(Extrait de page)
+-------+
Photo: Willy Silberstein, à droite, Droga Birgitta Ohlsson, la ministre suédoise des affaires européennes, au centre et Joshua Kaufman sortent d’une synagogue lors d’une marche de soutien. Prvulovic/Scanpix/REUTERS/RNS

(RNS-Protestinter)

Quand un militant extrémiste a fait irruption dans un supermarché casher à Paris peu après le massacre des dessinateurs à la rédaction de Charlie Hebdo, les médias suédois ont décrit l’évènement comme une prise d'otage dans un magasin alimentaire. Il n'y avait aucune mention de motivation antisémite.

Maintenant, le revirement est complet et se traduit par une discussion à plein régime dans les médias sur l'ampleur et les racines de l'antisémitisme en Suède, qui se targue d'être un phare de tolérance et d’ouverture. «La Suède s’est réveillée de son illusion de conte de fées, dans laquelle elle se voit comme une société sans racisme», a déclaré Willy Silberstein, président du comité suédois contre l'antisémitisme, le SKMA.
+-------+
(Entrées)
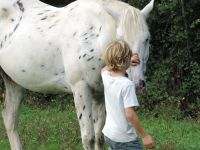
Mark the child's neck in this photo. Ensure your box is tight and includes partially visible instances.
[111,70,126,77]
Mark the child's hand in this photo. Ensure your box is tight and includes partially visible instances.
[131,53,140,66]
[142,135,155,149]
[101,66,110,71]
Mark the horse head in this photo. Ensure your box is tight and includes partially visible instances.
[106,0,154,92]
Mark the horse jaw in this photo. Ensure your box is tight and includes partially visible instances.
[141,0,154,18]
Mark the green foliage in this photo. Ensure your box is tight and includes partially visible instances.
[122,0,200,118]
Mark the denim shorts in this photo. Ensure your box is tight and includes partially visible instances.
[104,136,143,150]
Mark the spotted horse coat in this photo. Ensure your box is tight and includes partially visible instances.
[0,0,155,150]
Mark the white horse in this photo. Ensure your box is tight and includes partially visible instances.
[0,0,154,150]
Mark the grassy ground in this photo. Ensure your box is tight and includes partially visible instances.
[0,98,200,150]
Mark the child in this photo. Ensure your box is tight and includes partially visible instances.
[101,40,155,150]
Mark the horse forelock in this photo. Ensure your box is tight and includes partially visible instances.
[120,6,149,42]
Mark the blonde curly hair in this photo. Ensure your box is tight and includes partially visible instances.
[103,40,132,71]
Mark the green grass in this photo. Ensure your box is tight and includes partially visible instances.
[0,99,200,150]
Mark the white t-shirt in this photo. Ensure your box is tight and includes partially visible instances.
[101,71,139,142]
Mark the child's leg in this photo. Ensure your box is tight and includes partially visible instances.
[105,137,143,150]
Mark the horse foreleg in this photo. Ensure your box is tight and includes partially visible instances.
[92,98,106,150]
[73,80,95,150]
[2,75,22,150]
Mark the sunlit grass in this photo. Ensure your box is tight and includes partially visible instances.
[0,98,200,150]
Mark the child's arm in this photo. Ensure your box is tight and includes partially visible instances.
[131,53,140,66]
[101,66,110,72]
[125,107,155,148]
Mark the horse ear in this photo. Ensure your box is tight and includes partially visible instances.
[141,0,154,18]
[117,9,134,42]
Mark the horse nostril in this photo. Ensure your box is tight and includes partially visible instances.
[140,80,146,88]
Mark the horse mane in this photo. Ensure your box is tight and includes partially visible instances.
[97,0,149,42]
[117,6,149,42]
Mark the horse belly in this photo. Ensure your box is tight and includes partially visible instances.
[0,33,71,93]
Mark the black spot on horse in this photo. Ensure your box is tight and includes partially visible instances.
[37,13,44,15]
[0,41,3,48]
[40,16,47,20]
[16,0,24,12]
[73,32,77,37]
[4,35,7,42]
[44,9,51,12]
[87,56,94,61]
[78,113,82,120]
[90,26,94,30]
[13,23,19,32]
[2,8,8,12]
[49,24,56,29]
[99,26,102,32]
[90,49,94,52]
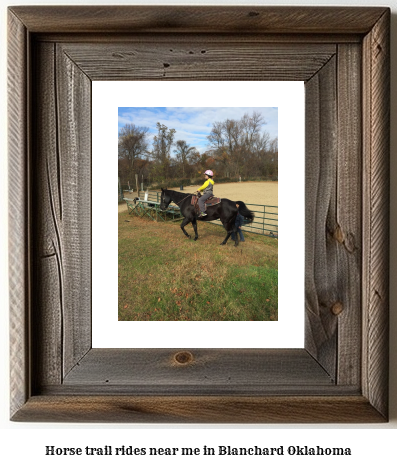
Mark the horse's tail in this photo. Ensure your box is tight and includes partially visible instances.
[236,201,255,222]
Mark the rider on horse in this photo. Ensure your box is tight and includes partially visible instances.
[197,170,215,217]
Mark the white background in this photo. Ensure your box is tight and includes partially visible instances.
[92,81,305,348]
[0,0,397,471]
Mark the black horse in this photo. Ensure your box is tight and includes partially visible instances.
[160,188,254,247]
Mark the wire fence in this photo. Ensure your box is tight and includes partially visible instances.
[134,191,278,238]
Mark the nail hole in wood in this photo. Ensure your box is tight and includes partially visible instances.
[331,301,343,316]
[174,352,193,365]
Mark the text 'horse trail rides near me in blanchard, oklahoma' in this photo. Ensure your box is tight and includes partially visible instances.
[160,188,254,247]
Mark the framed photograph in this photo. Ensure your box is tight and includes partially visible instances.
[8,6,390,423]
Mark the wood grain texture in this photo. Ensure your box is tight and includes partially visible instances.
[9,7,390,423]
[33,43,91,387]
[63,349,334,394]
[12,6,384,34]
[7,9,30,414]
[362,11,390,416]
[14,395,385,424]
[329,44,363,385]
[305,57,340,378]
[64,42,336,81]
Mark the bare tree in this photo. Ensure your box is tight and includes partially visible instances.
[174,140,197,178]
[118,124,149,180]
[151,123,176,179]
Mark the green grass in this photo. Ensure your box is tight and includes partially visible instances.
[118,212,278,321]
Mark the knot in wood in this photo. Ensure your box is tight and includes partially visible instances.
[174,352,193,365]
[331,301,343,316]
[334,226,345,244]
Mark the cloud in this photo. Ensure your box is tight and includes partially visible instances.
[118,107,278,152]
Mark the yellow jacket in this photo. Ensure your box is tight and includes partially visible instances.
[197,178,215,193]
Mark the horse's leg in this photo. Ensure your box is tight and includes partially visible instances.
[221,221,238,247]
[232,224,240,247]
[192,219,198,240]
[181,217,192,239]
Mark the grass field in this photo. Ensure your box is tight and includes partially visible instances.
[118,211,278,321]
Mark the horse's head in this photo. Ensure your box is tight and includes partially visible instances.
[160,188,171,211]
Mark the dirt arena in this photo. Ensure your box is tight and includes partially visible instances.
[119,181,278,212]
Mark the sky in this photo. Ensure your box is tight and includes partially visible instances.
[118,107,278,152]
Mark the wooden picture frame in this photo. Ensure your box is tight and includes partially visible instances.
[8,6,390,423]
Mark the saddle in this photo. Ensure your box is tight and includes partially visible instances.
[191,195,222,214]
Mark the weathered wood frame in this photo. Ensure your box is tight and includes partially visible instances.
[8,6,390,423]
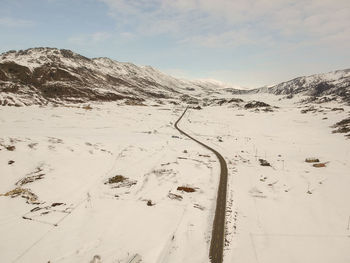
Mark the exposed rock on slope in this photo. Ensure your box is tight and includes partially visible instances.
[226,69,350,103]
[0,48,235,106]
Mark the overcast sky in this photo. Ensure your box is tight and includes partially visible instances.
[0,0,350,87]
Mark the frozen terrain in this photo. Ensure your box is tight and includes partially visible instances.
[0,94,350,263]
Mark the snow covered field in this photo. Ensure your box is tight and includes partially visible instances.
[0,95,350,263]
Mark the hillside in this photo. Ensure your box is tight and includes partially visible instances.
[0,48,235,106]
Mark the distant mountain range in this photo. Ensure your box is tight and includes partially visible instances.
[0,48,350,106]
[227,69,350,103]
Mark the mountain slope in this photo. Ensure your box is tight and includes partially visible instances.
[0,48,235,105]
[239,69,350,103]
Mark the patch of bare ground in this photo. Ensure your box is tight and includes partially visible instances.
[3,187,39,204]
[168,193,183,201]
[312,163,327,168]
[305,157,320,163]
[259,159,271,166]
[105,175,137,188]
[16,165,45,186]
[177,186,196,193]
[332,117,350,137]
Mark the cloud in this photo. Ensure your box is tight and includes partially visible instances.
[100,0,350,48]
[0,17,35,27]
[68,32,112,45]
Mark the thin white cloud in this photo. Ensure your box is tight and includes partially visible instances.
[0,17,35,27]
[68,32,112,45]
[100,0,350,47]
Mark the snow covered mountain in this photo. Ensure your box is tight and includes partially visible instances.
[0,48,235,106]
[239,69,350,103]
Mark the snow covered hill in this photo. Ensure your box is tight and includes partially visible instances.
[230,69,350,103]
[0,48,238,106]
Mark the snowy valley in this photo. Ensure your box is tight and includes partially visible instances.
[0,48,350,263]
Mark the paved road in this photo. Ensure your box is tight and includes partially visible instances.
[175,107,227,263]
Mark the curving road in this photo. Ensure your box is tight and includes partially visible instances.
[175,107,227,263]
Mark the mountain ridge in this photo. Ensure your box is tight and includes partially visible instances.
[0,47,350,106]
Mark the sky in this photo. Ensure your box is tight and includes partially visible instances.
[0,0,350,88]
+-------+
(Votre tâche) Recopiez à l'identique le passage de l'article sur l'antisémitisme en Suède qui va de "Maintenant, le revirement" à "l'antisémitisme, le SKMA.".

(Solution complète)
Maintenant, le revirement est complet et se traduit par une discussion à plein régime dans les médias sur l'ampleur et les racines de l'antisémitisme en Suède, qui se targue d'être un phare de tolérance et d’ouverture. «La Suède s’est réveillée de son illusion de conte de fées, dans laquelle elle se voit comme une société sans racisme», a déclaré Willy Silberstein, président du comité suédois contre l'antisémitisme, le SKMA.